• Records for the exercise:
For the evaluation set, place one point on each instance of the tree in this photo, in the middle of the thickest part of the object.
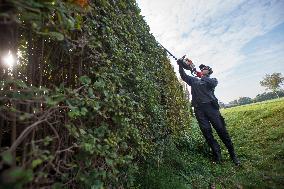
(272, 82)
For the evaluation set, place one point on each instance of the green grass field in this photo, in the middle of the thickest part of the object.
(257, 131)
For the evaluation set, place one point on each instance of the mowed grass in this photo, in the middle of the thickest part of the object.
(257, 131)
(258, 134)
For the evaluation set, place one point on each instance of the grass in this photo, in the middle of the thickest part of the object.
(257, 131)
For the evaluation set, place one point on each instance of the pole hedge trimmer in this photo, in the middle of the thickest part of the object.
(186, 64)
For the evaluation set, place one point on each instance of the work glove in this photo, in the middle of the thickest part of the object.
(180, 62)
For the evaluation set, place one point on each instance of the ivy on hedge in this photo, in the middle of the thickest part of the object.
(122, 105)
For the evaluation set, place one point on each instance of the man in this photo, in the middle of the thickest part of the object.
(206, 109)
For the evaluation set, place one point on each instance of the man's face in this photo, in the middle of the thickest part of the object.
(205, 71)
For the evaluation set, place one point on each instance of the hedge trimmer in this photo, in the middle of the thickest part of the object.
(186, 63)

...

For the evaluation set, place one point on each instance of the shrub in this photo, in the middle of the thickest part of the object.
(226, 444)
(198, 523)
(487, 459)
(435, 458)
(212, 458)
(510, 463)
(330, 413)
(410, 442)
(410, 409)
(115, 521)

==

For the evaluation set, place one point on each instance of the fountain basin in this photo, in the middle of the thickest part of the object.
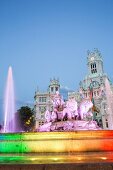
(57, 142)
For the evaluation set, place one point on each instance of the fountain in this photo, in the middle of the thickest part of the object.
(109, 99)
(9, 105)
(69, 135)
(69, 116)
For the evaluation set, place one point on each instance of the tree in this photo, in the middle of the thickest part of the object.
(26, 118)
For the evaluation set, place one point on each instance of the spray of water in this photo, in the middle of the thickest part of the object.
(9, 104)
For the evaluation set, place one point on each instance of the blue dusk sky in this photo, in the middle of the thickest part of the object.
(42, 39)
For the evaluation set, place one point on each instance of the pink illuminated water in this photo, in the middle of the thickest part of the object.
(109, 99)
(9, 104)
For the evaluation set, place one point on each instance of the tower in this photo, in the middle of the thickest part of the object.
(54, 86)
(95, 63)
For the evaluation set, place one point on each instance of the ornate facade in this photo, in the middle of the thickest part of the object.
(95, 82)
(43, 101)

• Task prompt: How many lines in the records above contain the string "fountain", matching case exactly? Reply with the number only.

• Correct response: 2